__DATASET RECORDS__
§
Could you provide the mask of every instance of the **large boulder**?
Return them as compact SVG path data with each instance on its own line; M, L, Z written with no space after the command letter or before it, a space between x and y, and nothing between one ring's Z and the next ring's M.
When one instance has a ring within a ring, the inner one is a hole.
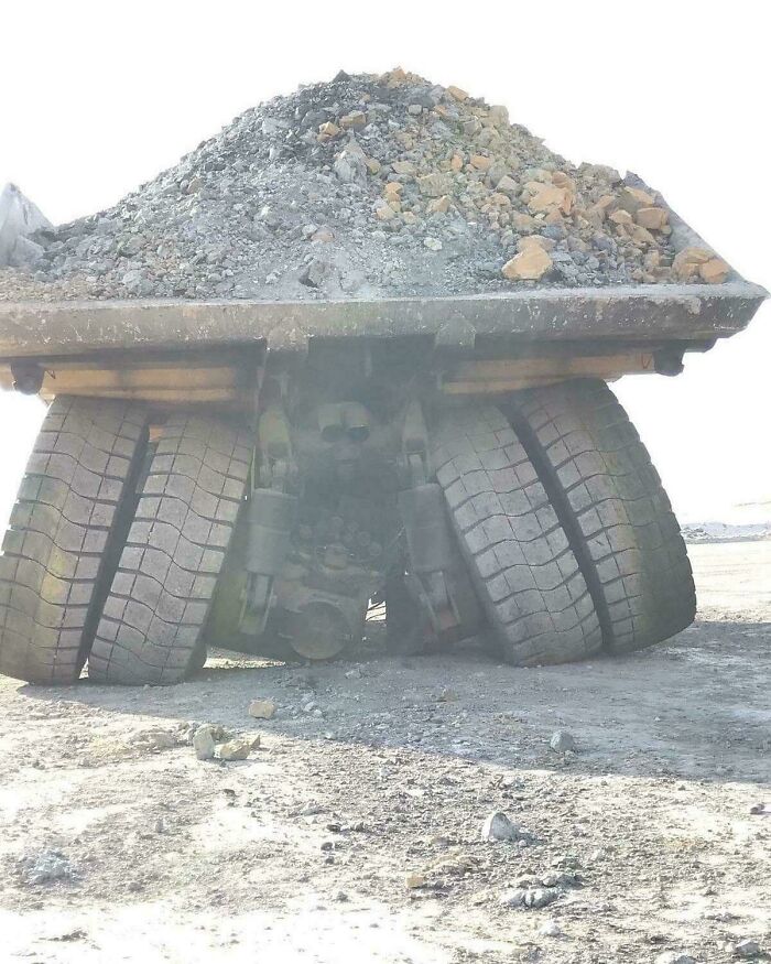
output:
M53 225L15 184L0 193L0 267L21 268L35 261L43 248L30 236Z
§
__WHAT THIS TASK INVOLVES__
Convert the lines above into a JSON list of strings, with one string per line and no blank lines. Leave the picture out.

__ANSWER TO THE PROBLEM__
[
  "Could you provide the mask of every instance of the **large boulder**?",
  "Return them as compact SVG path data with each instance on its own line; M, L, Z written with no space after the command letter or before it, a space between x and y, and nothing between one ring's Z and the next ring's M.",
  "When one instance has a ring within a ring, the inner one is a hole.",
  "output:",
  "M53 225L15 184L0 193L0 267L21 268L35 261L43 248L30 236Z"
]